_Information provided_
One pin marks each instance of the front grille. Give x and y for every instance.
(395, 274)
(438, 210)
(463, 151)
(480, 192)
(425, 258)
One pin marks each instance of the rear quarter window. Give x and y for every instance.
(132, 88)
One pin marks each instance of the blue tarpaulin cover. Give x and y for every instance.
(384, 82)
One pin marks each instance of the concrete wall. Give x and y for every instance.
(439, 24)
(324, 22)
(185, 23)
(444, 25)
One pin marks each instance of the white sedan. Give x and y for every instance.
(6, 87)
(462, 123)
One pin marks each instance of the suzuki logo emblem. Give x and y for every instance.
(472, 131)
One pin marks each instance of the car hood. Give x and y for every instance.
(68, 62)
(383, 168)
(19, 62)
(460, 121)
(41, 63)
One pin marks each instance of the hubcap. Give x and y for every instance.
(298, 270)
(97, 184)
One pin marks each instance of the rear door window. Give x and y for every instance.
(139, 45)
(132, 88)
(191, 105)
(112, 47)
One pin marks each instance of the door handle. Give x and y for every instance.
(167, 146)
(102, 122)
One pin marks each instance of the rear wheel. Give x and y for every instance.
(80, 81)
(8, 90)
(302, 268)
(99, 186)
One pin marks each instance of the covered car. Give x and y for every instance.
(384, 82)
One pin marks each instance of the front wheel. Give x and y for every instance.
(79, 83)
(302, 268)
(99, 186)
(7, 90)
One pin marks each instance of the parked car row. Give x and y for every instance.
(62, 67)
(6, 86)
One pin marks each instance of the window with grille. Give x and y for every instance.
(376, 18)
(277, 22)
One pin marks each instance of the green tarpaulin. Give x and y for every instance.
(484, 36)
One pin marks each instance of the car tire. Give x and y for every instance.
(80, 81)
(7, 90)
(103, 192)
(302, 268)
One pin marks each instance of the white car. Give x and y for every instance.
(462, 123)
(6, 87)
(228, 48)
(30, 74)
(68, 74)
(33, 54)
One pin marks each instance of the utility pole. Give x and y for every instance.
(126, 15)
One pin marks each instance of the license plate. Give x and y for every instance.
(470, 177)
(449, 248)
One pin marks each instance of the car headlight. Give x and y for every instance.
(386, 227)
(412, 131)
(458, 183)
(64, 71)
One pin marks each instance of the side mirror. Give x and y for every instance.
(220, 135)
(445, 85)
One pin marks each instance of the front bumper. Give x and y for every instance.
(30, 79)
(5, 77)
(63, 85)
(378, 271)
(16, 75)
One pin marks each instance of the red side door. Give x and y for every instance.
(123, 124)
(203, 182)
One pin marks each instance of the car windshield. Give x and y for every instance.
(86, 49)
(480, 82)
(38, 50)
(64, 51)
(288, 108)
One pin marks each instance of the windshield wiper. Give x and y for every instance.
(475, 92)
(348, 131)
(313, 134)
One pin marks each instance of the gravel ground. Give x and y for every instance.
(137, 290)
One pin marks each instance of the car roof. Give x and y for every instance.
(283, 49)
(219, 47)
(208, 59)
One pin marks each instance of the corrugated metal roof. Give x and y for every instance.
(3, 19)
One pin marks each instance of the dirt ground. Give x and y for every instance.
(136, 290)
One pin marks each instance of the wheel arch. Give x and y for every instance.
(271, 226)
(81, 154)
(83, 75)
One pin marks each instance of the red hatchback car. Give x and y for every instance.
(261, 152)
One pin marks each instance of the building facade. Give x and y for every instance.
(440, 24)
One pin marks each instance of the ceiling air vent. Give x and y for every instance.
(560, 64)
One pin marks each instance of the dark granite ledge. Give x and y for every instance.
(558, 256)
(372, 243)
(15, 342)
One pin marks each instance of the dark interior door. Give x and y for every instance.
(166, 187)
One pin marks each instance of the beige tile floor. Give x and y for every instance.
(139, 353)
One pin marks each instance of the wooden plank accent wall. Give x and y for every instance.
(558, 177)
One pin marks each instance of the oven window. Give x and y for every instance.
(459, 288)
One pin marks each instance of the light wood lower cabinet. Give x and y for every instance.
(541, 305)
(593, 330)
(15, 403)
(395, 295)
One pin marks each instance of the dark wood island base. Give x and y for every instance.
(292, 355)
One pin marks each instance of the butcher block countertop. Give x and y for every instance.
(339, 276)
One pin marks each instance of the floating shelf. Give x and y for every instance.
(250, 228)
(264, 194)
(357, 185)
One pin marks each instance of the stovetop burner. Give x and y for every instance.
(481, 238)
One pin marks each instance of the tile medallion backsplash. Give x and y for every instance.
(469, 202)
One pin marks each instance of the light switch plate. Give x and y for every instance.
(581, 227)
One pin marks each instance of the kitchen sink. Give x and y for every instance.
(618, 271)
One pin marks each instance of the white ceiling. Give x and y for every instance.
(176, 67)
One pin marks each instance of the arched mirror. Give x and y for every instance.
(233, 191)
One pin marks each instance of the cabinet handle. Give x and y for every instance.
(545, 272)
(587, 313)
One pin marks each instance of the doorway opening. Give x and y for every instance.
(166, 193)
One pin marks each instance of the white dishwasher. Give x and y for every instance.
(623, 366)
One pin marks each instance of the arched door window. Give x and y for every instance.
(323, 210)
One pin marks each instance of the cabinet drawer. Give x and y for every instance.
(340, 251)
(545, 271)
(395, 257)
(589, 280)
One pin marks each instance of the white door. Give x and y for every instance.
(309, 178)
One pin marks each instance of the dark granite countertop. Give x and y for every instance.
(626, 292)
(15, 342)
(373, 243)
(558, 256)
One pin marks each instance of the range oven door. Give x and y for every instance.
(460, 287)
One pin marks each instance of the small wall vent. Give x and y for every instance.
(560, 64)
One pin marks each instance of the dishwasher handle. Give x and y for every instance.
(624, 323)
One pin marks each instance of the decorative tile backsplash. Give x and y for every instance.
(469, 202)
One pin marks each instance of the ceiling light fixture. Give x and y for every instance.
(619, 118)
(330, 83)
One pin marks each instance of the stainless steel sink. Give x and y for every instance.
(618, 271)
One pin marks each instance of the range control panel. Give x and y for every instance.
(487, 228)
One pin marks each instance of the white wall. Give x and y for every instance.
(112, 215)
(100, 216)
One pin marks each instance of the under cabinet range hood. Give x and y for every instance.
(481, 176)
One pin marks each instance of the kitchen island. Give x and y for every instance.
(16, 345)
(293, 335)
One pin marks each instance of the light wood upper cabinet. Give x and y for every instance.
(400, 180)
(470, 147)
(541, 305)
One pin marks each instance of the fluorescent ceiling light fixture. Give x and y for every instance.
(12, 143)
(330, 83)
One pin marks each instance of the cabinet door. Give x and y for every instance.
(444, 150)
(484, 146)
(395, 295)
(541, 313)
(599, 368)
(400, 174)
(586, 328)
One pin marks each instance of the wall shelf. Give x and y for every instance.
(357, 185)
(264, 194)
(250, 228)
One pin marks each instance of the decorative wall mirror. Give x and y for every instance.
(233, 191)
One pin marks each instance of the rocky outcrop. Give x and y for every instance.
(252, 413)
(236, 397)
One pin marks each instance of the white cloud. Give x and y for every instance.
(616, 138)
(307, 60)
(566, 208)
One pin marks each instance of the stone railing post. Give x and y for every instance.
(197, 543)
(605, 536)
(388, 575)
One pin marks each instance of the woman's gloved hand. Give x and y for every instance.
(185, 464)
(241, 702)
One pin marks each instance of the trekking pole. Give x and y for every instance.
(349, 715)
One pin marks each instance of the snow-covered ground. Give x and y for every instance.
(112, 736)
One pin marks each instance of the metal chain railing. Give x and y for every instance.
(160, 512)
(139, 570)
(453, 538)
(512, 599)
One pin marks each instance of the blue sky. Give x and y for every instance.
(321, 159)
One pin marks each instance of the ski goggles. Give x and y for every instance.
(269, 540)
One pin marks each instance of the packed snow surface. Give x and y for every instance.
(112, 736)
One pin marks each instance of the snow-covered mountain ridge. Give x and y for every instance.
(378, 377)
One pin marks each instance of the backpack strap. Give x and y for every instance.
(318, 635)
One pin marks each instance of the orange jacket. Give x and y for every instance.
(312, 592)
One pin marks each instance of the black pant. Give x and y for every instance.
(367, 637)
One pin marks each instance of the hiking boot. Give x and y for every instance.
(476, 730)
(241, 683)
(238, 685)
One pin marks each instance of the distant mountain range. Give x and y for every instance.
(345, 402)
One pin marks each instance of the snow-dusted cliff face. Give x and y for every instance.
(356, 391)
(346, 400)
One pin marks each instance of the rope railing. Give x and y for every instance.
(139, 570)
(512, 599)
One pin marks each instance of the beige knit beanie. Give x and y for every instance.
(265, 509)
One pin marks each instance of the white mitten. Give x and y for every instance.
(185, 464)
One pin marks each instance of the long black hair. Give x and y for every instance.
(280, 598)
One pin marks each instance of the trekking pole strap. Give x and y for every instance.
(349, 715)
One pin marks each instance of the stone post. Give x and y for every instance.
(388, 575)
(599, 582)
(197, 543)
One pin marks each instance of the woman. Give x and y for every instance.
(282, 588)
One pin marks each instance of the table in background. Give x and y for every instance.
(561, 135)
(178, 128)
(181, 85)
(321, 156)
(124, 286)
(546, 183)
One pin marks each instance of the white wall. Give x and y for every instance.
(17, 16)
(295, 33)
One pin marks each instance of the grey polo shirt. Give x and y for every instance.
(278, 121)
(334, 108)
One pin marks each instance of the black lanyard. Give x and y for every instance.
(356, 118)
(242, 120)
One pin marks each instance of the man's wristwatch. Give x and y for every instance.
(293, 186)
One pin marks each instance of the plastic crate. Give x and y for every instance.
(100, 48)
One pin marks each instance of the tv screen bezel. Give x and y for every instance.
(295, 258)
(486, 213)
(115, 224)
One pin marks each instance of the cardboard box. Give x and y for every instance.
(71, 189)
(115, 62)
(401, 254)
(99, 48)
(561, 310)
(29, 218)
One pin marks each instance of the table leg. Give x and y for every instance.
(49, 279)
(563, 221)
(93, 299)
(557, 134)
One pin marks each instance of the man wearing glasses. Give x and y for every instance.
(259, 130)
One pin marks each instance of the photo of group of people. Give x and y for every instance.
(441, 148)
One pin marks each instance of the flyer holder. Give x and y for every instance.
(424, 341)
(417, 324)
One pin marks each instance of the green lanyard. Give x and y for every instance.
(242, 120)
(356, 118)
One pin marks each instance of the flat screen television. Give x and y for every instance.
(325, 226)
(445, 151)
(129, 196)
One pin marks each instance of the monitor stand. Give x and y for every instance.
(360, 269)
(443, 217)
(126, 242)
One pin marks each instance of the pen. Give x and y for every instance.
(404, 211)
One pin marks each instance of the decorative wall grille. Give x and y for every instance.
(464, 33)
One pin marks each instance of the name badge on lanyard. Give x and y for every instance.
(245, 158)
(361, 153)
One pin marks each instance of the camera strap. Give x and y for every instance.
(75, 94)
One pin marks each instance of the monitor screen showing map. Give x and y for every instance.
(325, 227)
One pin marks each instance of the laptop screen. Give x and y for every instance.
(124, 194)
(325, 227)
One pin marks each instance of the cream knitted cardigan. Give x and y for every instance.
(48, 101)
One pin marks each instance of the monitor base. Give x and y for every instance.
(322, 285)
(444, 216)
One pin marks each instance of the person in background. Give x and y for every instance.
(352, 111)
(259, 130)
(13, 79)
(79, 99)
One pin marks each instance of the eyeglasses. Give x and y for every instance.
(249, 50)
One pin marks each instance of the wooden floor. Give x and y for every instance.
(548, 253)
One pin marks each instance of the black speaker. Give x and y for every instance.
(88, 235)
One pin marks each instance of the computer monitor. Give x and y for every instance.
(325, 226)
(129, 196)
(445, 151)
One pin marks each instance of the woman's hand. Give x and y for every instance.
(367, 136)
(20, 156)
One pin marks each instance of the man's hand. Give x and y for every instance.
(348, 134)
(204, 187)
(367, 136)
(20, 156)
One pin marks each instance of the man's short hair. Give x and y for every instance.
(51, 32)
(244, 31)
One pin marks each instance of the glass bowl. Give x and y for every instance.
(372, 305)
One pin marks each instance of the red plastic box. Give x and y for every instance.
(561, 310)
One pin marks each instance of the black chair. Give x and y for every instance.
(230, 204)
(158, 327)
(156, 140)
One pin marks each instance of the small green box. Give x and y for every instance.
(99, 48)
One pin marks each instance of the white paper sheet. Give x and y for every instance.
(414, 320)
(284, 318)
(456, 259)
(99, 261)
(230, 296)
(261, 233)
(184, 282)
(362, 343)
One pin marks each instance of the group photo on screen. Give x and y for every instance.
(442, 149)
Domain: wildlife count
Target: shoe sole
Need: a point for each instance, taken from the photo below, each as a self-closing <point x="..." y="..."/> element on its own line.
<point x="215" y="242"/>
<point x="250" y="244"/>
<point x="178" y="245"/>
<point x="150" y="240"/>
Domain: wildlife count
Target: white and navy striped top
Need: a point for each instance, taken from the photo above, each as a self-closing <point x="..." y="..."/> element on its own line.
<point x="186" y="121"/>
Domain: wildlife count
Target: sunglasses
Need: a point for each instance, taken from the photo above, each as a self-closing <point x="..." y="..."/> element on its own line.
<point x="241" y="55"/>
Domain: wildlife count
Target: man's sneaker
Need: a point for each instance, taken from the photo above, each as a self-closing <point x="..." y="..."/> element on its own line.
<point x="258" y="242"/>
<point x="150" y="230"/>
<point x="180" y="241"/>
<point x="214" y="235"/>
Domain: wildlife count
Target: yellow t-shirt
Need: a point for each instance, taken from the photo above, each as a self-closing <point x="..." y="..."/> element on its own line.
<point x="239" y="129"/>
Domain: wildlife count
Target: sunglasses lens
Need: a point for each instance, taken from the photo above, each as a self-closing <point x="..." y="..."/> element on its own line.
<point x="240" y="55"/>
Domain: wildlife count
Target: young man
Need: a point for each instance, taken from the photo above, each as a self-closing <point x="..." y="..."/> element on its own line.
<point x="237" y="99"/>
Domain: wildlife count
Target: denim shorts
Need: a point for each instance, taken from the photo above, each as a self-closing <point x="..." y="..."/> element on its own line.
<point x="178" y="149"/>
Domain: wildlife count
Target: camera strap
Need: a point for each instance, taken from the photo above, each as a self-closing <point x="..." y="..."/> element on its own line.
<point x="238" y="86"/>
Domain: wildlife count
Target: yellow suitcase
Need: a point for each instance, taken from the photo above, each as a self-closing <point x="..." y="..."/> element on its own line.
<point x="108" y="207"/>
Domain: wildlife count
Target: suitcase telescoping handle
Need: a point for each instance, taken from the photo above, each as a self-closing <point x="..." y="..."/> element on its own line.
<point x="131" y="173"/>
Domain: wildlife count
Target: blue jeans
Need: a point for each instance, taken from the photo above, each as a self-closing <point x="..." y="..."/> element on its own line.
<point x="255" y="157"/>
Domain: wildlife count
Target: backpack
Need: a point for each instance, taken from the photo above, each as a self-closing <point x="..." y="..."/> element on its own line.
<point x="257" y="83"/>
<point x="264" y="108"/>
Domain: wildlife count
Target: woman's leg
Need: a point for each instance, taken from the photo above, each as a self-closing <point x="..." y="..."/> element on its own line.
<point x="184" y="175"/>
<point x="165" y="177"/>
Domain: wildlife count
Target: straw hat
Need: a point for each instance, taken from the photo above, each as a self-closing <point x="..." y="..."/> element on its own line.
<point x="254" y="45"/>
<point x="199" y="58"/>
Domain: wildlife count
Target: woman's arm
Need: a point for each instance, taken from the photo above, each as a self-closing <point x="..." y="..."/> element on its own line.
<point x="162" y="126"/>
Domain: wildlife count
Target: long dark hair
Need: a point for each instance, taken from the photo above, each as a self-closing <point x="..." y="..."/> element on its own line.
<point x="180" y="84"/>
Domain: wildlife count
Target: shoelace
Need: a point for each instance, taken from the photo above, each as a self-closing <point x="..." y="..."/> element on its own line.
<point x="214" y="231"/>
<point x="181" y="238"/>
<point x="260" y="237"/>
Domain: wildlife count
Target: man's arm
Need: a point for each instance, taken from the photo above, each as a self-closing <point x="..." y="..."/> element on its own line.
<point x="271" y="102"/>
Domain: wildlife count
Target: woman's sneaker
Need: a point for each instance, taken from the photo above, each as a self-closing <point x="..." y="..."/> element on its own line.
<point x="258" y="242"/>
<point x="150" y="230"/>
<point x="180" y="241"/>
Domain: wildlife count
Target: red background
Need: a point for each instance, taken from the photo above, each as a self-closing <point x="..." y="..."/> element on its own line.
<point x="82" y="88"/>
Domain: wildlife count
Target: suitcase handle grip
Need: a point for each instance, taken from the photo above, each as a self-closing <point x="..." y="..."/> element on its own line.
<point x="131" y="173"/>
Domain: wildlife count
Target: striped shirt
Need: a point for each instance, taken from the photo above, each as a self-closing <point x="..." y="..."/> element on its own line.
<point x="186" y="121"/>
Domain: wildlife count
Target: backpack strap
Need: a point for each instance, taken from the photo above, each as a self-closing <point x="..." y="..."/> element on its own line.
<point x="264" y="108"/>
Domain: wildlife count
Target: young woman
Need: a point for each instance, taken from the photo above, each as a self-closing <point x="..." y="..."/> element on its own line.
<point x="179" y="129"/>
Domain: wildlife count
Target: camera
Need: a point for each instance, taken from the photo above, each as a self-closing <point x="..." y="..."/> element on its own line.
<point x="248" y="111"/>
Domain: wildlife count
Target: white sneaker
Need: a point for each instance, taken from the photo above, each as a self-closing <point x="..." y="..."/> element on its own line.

_Your objective_
Please return each line from the entries above that contains the string "striped", copied in full and in the order the lines appear.

_Finished answer_
Target: white and navy striped top
Target: striped shirt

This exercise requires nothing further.